### Texte fourni ###

L’Italie réfléchit à une sortie “en douceur“ et rejoint la concurrence de l’initiative chinoise la Ceinture et la Route

L’Italie est à la recherche d’un moyen de quitter l’initiative chinoise la Ceinture et la Route (BRI) sans faire dérailler ses relations avec Pékin, alors que le géant asiatique voit ses ambitions économiques mondiales mises à mal.

Confirmant ses intentions, Rome a rejoint un projet faisant partie du Partenariat pour l'investissement mondial dans les infrastructures (PGII) – une initiative dirigée par l'Occident pour financer des projets d'infrastructure à travers le monde.

Le PGII inclut le nouveau corridor économique Inde-Moyen-Orient-Europe (IMEC), dévoilé lors du sommet du Groupe des 20 (G-20) à New Delhi ce week-end, qui est considéré comme un concurrent à la BRI.

Le gouvernement de droite de la Première ministre Giorgia Meloni a ouvertement déclaré qu'il envisageait de sortir de l'accord, signé avec la Chine en 2019, alors que l'Italie avait choqué les partenaires américains et européens en devenant le premier pays du G7 à rejoindre la BRI, le plus grand projet d’infrastructure mondial jamais réalisé.

### Relevé des lignes ###

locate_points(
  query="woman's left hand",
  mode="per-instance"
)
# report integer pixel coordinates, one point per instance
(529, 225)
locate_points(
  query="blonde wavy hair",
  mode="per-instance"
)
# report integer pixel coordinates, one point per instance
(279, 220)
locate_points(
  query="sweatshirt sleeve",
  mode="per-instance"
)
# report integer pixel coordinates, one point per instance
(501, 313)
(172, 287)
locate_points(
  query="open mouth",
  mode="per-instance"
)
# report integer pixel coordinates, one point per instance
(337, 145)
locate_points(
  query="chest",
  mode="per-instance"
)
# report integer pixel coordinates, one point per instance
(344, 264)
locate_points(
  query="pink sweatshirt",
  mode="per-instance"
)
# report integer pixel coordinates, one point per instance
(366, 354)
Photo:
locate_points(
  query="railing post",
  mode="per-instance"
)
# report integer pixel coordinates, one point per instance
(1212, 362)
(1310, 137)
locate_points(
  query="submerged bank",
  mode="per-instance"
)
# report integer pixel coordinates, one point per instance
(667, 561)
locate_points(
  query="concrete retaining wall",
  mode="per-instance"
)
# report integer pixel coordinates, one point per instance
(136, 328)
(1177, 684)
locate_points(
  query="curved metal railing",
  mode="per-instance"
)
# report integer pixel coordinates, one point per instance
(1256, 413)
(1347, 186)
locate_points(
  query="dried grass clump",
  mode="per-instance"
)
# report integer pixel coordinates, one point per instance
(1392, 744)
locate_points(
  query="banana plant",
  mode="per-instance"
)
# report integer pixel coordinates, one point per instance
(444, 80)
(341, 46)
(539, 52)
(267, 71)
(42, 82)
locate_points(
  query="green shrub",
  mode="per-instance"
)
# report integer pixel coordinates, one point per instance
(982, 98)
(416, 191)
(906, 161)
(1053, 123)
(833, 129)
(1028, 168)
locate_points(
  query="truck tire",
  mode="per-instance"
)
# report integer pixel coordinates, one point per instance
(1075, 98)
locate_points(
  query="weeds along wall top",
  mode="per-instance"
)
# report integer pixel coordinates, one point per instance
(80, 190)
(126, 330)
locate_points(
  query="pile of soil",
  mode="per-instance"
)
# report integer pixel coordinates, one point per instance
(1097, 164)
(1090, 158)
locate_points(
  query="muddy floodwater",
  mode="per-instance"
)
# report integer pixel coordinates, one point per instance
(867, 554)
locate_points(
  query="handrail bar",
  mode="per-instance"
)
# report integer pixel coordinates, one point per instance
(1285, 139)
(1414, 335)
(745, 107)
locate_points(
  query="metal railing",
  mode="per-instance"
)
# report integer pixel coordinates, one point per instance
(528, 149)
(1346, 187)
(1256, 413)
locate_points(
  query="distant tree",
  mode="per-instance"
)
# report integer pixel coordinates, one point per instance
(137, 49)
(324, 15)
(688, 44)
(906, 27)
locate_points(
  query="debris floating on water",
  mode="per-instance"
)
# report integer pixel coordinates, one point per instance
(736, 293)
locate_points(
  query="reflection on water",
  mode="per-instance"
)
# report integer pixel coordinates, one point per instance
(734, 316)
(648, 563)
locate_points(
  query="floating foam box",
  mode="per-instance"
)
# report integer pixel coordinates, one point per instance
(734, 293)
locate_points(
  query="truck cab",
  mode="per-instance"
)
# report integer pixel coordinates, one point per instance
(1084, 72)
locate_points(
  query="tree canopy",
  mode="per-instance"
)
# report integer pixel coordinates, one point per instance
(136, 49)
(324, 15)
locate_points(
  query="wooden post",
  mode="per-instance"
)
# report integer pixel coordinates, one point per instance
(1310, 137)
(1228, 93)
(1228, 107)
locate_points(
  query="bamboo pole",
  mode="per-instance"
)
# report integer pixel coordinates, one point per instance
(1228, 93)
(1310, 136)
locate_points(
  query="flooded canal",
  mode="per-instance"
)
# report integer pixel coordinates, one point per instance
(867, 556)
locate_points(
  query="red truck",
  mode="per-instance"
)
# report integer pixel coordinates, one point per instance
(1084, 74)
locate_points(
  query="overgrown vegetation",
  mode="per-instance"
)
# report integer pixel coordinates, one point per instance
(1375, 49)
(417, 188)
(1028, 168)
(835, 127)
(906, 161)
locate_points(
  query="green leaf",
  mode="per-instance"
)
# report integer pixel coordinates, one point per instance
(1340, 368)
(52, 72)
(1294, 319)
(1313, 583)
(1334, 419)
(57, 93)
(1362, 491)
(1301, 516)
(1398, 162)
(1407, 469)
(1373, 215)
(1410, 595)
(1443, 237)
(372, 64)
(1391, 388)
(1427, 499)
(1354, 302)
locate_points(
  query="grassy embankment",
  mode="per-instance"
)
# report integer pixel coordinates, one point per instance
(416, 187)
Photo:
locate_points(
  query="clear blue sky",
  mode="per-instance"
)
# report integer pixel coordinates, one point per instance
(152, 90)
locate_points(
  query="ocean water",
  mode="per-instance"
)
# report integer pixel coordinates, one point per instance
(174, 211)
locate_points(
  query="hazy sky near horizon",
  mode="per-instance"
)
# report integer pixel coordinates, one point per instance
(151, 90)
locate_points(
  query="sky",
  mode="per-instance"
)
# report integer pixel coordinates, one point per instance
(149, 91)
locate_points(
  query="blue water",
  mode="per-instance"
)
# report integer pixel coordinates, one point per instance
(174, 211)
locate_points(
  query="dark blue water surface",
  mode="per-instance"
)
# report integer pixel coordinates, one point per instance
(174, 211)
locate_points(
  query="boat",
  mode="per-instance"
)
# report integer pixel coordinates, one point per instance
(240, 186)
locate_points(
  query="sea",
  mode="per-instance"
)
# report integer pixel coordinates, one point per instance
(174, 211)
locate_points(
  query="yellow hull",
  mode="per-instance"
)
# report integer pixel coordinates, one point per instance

###

Liste des consignes -
1. Répondez aux questions suivantes d'après l'article sur l'Italie et la Ceinture et la Route.
(a) En quelle année l'accord entre l'Italie et la Chine a-t-il été signé ?
(b) Lors de quel sommet et dans quelle ville le corridor IMEC a-t-il été dévoilé ?
(c) Qui dirige le gouvernement italien ?
2. Repérez chaque ligne des lignes de données qui contient la chaîne « floating », puis recopiez-la.

Résultats -
1.
(a) En 2019.
(b) Lors du sommet du Groupe des 20 (G-20), à New Delhi.
(c) La Première ministre Giorgia Meloni.

2.
  query="debris floating on water",
  query="floating foam box",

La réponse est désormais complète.